Records supplied:
+ + + + +

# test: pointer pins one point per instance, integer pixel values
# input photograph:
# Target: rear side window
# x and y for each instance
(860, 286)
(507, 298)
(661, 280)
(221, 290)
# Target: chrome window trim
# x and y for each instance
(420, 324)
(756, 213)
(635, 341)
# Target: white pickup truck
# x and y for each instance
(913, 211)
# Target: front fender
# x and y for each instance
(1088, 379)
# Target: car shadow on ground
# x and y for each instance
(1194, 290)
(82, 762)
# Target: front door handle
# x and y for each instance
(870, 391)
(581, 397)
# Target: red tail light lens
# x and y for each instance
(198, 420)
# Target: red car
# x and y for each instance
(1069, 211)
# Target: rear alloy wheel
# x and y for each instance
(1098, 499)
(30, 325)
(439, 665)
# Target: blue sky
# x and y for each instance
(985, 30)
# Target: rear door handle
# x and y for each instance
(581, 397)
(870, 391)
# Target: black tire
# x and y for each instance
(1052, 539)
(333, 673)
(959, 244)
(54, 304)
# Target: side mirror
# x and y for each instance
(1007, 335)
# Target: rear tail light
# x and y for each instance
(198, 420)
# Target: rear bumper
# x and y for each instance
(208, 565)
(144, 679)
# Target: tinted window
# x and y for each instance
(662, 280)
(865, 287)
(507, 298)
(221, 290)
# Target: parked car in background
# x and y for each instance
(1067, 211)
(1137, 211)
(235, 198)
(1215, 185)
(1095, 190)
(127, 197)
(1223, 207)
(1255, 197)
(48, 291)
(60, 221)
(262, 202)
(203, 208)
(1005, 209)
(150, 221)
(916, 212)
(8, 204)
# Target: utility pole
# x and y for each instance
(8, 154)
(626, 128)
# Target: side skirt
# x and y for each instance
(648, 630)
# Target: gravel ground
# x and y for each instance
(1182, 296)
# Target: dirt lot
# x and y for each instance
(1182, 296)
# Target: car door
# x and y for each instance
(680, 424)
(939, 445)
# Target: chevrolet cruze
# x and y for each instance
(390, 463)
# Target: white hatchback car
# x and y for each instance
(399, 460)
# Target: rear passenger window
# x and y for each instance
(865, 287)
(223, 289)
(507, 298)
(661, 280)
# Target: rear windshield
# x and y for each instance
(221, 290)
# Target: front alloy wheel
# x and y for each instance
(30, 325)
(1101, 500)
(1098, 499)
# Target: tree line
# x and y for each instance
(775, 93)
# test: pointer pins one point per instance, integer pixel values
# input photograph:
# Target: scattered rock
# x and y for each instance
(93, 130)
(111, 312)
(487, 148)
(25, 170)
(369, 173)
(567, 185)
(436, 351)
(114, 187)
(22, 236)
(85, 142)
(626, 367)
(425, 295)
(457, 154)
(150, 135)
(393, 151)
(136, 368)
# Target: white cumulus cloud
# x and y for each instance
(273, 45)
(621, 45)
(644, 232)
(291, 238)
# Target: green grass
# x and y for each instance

+ + + + +

Your task:
Copy all of the data above again, swapping every "instance" for "item" and leaving everything else as it is.

Solution:
# test: pointer pins one point per item, integer pixel values
# input photograph:
# Target: rear side window
# x and y for each item
(860, 286)
(507, 298)
(661, 280)
(221, 290)
# Target: chrome window trim
# x and y for each item
(420, 324)
(756, 213)
(635, 341)
# Target: white pickup truck
# x and y for each item
(913, 211)
# Target: front fender
# x and y for each item
(1088, 379)
# Target: car shadow on ground
# x and y for each item
(1194, 290)
(82, 762)
# Target: front door handle
# x and y for each item
(870, 391)
(581, 397)
# Target: red tail light lens
# x and y for each item
(198, 420)
# Target: red car
# x and y for each item
(1069, 211)
# Target: rear alloy wheel
# x and y for each item
(1098, 499)
(30, 325)
(439, 665)
# Target: blue sky
# x and y for each item
(985, 30)
# Target: rear door handle
# x and y for each item
(581, 397)
(870, 391)
# Target: black tire
# x and y for each item
(1052, 539)
(333, 673)
(959, 244)
(54, 304)
# Target: side mirror
# x and y for each item
(1007, 335)
# Target: rear tail light
# x and y for each item
(198, 420)
# Target: rear bumper
# x and y for each item
(208, 565)
(144, 679)
# Target: tinted window
# x and y for each item
(662, 280)
(865, 287)
(507, 298)
(221, 290)
# Target: parked car in background
# x and y for each item
(1067, 211)
(1137, 211)
(235, 198)
(1215, 185)
(1095, 190)
(127, 197)
(1223, 207)
(1255, 197)
(48, 291)
(60, 221)
(262, 202)
(203, 208)
(1005, 209)
(150, 221)
(916, 212)
(8, 204)
# Target: utility pole
# x and y for each item
(8, 154)
(626, 128)
# Target: side skirt
# x and y for each item
(648, 630)
# Target: gravel ground
# x and y for each item
(1182, 296)
# Target: dirt lot
# x and y for each item
(1182, 296)
# Target: car door
# x and y for each item
(680, 424)
(939, 445)
# Target: chevrolet cruze
# x and y for each item
(390, 463)
# Target: white hatchback car
# x and y for each item
(399, 460)
# Target: rear passenger window
# x and y for each item
(865, 287)
(223, 289)
(507, 298)
(661, 280)
# Target: rear windshield
# x and y for each item
(221, 290)
# Target: front alloy wheel
# x and y for each item
(30, 325)
(1101, 500)
(1098, 499)
# Target: tree line
# x and y for each item
(775, 93)
# test: pointer pins one point per item, integer pixel values
# input photograph:
# Target: scattered rock
# x and y for each item
(93, 130)
(111, 312)
(487, 148)
(25, 170)
(369, 173)
(567, 185)
(436, 351)
(114, 187)
(22, 236)
(85, 142)
(626, 367)
(425, 295)
(457, 154)
(150, 135)
(393, 151)
(136, 368)
# Target: white cumulus cloud
# x and y for each item
(273, 45)
(621, 45)
(644, 232)
(291, 238)
# Target: green grass
# x and y for each item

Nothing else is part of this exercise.